Goal: Reproduce the lines below with each "vertices" changed to "points" and everything else left as it is.

Entries drawn from a collection
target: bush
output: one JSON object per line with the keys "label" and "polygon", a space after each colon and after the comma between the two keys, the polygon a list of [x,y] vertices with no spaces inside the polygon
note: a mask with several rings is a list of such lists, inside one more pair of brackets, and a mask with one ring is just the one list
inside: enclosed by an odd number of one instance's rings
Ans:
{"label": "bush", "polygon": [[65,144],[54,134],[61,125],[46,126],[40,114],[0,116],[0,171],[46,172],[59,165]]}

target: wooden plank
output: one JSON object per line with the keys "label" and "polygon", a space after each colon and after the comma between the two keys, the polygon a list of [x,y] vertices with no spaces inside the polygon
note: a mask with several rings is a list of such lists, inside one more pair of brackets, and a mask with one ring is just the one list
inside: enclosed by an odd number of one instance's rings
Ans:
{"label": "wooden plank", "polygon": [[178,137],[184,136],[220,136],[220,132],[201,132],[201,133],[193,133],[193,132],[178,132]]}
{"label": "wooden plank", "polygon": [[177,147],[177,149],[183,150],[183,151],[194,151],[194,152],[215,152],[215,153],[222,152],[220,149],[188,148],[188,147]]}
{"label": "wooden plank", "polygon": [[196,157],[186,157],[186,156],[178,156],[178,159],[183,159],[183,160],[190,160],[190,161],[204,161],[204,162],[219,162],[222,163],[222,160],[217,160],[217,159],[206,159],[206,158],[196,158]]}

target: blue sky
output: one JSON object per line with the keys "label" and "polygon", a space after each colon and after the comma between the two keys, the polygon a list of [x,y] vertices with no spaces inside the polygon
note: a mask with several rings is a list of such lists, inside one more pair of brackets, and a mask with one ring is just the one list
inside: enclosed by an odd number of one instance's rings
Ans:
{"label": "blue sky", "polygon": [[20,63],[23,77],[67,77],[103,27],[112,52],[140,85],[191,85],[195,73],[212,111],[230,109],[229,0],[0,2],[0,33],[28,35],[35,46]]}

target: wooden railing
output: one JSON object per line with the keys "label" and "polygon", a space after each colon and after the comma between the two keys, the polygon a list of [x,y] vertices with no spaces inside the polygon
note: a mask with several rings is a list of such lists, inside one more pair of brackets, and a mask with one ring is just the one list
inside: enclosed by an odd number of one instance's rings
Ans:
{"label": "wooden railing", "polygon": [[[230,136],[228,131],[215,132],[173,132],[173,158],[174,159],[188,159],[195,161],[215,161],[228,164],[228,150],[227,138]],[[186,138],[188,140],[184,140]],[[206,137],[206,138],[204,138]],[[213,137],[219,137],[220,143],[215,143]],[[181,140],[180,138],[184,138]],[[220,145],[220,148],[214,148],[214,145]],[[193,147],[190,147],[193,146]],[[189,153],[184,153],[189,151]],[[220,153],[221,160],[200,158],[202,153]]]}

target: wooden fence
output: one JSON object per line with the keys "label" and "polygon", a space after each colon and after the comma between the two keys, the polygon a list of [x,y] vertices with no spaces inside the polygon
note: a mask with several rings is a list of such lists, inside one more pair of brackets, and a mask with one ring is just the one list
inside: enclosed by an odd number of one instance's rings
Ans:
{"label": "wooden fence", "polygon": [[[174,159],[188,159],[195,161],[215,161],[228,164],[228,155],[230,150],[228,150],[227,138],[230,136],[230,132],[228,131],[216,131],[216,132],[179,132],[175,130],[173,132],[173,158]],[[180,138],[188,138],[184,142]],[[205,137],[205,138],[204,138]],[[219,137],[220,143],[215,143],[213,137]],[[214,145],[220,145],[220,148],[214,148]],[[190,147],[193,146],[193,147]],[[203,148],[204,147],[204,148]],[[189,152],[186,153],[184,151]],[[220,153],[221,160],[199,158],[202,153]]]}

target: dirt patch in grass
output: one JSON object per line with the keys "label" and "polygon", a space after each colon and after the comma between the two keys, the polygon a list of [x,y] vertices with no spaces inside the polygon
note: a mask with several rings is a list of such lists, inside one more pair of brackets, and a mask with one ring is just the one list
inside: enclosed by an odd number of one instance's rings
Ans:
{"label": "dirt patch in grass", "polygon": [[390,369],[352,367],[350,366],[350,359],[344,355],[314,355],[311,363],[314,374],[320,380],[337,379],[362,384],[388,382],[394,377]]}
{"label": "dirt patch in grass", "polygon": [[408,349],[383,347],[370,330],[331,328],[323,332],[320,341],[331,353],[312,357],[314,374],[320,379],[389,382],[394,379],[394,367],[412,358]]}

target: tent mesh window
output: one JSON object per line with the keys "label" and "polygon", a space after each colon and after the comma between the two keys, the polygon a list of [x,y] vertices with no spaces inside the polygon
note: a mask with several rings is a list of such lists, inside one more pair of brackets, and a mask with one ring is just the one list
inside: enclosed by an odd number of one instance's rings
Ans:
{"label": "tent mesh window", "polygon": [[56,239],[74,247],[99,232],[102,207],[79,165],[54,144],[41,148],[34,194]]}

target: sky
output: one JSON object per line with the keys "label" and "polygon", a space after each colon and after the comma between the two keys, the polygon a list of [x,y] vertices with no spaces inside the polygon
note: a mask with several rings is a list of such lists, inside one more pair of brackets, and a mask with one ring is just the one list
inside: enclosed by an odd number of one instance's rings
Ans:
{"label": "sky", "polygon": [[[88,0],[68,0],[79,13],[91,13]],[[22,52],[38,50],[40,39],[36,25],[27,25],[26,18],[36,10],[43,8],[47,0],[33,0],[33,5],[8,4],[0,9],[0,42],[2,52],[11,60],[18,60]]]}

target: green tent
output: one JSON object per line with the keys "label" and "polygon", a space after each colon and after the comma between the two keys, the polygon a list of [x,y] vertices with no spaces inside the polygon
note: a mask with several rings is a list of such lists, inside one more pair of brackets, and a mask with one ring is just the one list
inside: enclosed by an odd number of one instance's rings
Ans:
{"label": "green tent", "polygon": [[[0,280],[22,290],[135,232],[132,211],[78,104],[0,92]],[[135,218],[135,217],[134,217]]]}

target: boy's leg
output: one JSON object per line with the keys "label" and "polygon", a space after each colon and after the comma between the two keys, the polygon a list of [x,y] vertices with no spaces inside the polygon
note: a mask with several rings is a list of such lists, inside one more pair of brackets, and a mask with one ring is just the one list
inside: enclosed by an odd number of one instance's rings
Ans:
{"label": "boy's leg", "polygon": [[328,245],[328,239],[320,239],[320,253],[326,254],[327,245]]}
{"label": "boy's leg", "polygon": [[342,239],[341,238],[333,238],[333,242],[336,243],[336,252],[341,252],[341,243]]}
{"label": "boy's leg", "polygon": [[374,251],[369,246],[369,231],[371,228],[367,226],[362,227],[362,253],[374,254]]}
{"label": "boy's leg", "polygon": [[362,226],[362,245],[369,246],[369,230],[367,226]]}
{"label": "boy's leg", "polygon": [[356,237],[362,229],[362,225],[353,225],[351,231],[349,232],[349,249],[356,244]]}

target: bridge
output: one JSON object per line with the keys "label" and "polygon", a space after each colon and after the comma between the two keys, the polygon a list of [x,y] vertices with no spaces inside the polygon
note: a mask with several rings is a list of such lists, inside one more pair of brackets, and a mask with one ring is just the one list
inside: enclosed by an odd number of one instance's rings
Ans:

Output of the task:
target: bush
output: one JSON object per line with the keys "label" and "polygon", a space after each colon and after the comma between the two keys, the polygon a list of [x,y] points with no spaces inside the polygon
note: a mask with several rings is a list of such lists, inside one more pair of brackets, and a mask with one ring is just the one list
inside: enclosed by an odd number of one instance's rings
Ans:
{"label": "bush", "polygon": [[65,144],[54,134],[61,125],[46,126],[40,114],[0,116],[0,171],[46,172],[59,165]]}

target: wooden plank
output: one JSON object per line with the keys "label" and "polygon", a space after each colon and after the comma between the two keys, the polygon a list of [x,y] points with no spaces inside the polygon
note: a mask with several rings is a list of such lists, inside one more pair of brackets, and a mask with one ring is just the one list
inside: enclosed by an odd number of one instance's rings
Ans:
{"label": "wooden plank", "polygon": [[178,137],[184,136],[220,136],[220,132],[201,132],[201,133],[193,133],[193,132],[178,132]]}
{"label": "wooden plank", "polygon": [[177,147],[177,149],[183,150],[183,151],[194,151],[194,152],[215,152],[215,153],[222,152],[220,149],[188,148],[188,147]]}
{"label": "wooden plank", "polygon": [[196,157],[186,157],[186,156],[178,156],[178,159],[183,159],[183,160],[190,160],[190,161],[204,161],[204,162],[219,162],[222,163],[222,160],[217,160],[217,159],[206,159],[206,158],[196,158]]}

target: blue sky
output: one JSON object per line with the keys "label" and "polygon", a space after each colon and after the comma between the two keys, the polygon a list of [x,y] points with no spaces inside the polygon
note: a mask with several rings is a list of such lists, inside one more pair of brackets, and a mask with one ring is just the one list
inside: enclosed by an odd number of one instance's rings
Ans:
{"label": "blue sky", "polygon": [[20,63],[23,77],[67,77],[103,27],[112,52],[140,85],[191,85],[195,73],[212,111],[230,109],[229,0],[0,2],[0,33],[28,35],[35,46]]}

target: wooden railing
output: one JSON object per line with the keys "label" and "polygon", a space after each colon and after the comma between the two keys, the polygon a list of [x,y] points with no spaces inside the polygon
note: a mask with several rings is a list of such lists, inside one more pair of brackets, and a mask with one ring is just the one list
inside: enclosed by an odd number of one instance's rings
Ans:
{"label": "wooden railing", "polygon": [[[230,136],[228,131],[215,132],[173,132],[173,158],[174,159],[188,159],[195,161],[215,161],[228,164],[228,150],[227,138]],[[186,138],[188,140],[184,140]],[[206,137],[206,138],[204,138]],[[213,137],[219,137],[220,143],[215,143]],[[181,140],[180,138],[184,138]],[[220,145],[220,148],[214,148],[214,145]],[[193,147],[190,147],[193,146]],[[189,153],[184,153],[189,151]],[[220,153],[221,160],[200,158],[202,153]]]}

target: wooden fence
output: one JSON object per line with the keys "label" and "polygon", a space after each colon and after the comma between the two keys, the polygon a list of [x,y] points with no spaces inside the polygon
note: a mask with several rings is a list of such lists, inside one more pair of brackets, and a mask with one ring is just the one list
inside: enclosed by an odd number of one instance's rings
Ans:
{"label": "wooden fence", "polygon": [[[174,159],[188,159],[195,161],[215,161],[228,164],[228,155],[230,150],[228,150],[227,138],[230,136],[230,132],[228,131],[216,131],[216,132],[179,132],[175,130],[173,132],[173,158]],[[180,138],[188,138],[184,142]],[[205,137],[205,138],[204,138]],[[219,137],[220,143],[215,143],[213,137]],[[214,145],[220,145],[220,148],[214,148]],[[190,147],[193,146],[193,147]],[[203,148],[204,147],[204,148]],[[189,152],[186,153],[184,151]],[[220,153],[221,160],[199,158],[202,153]]]}

target: dirt patch in grass
output: one JSON object per line with the keys "label" and "polygon", a space after each colon and after the comma between the two keys, the polygon a list of [x,y] points with no spaces inside the polygon
note: a mask with several rings is a list of such lists, inside one more pair of brackets, and a mask with one ring is just the one list
inside: enclosed by an odd number of one instance's rings
Ans:
{"label": "dirt patch in grass", "polygon": [[390,369],[352,367],[350,366],[350,359],[344,355],[314,355],[311,363],[314,374],[320,380],[337,379],[362,384],[388,382],[394,377]]}
{"label": "dirt patch in grass", "polygon": [[408,349],[383,347],[370,330],[331,328],[323,332],[320,341],[331,353],[312,357],[314,374],[320,379],[389,382],[394,379],[394,367],[412,358]]}

target: tent mesh window
output: one JSON object per line with the keys "label" and "polygon", a space after each colon and after the comma between the two keys, the polygon a list of [x,y] points with no spaces inside the polygon
note: a mask with several rings is a list of such lists, inside one more pair of brackets, and a mask with one ring is just the one list
inside: enclosed by an odd number of one instance's rings
Ans:
{"label": "tent mesh window", "polygon": [[56,239],[74,247],[99,232],[102,207],[79,165],[54,144],[41,148],[34,194]]}

target: sky
output: one JSON object per line with the keys "label" and "polygon", a space after each colon and after the comma between the two keys, the polygon a list of [x,y] points with no spaces inside the polygon
note: a mask with several rings is a list of such lists, inside one more pair of brackets, and a mask with one ring is just the one list
inside: enclosed by an odd number of one instance's rings
Ans:
{"label": "sky", "polygon": [[[88,0],[68,0],[79,13],[91,13]],[[22,52],[38,50],[40,39],[36,25],[27,25],[26,18],[36,10],[43,8],[47,0],[33,0],[33,5],[8,4],[0,9],[0,42],[2,52],[11,60],[18,60]]]}

target: green tent
output: one JSON object per line with the keys "label" and "polygon", a space after each colon and after the comma between the two keys, the polygon a list of [x,y] points with no spaces inside the polygon
note: a mask with several rings is a list of such lists, inside one more pair of brackets, and a mask with one ring is just the one list
inside: enclosed by an odd number of one instance's rings
Ans:
{"label": "green tent", "polygon": [[[0,280],[22,290],[135,232],[132,211],[78,104],[0,92]],[[135,218],[135,217],[134,217]]]}

target: boy's leg
output: one JSON object per line with the keys "label" and "polygon", a space after each colon and after the comma between the two keys, the polygon a list of [x,y] points with no spaces inside the polygon
note: a mask with several rings is a list of such lists, inside one more pair of brackets, and a mask with one ring is just the one list
inside: enclosed by an odd number of one instance's rings
Ans:
{"label": "boy's leg", "polygon": [[328,245],[328,239],[320,239],[320,253],[326,254],[327,245]]}
{"label": "boy's leg", "polygon": [[342,239],[341,238],[333,238],[333,242],[336,243],[336,252],[341,252],[341,243]]}
{"label": "boy's leg", "polygon": [[374,251],[369,246],[369,231],[371,228],[367,226],[362,227],[362,253],[374,254]]}
{"label": "boy's leg", "polygon": [[362,226],[362,245],[369,246],[369,230],[367,226]]}
{"label": "boy's leg", "polygon": [[356,237],[362,229],[362,225],[353,225],[351,231],[349,232],[349,249],[356,244]]}

target: bridge
output: one JSON object per line with the keys "label" and "polygon", a space after each colon and after the comma between the two keys, the polygon a list of [x,y] points with no spaces inside the polygon
note: a mask with several rings is a list of such lists, inside one more pair of brackets, and a mask with one ring is just the one list
inside: enclosed by an odd number of one instance's rings
Ans:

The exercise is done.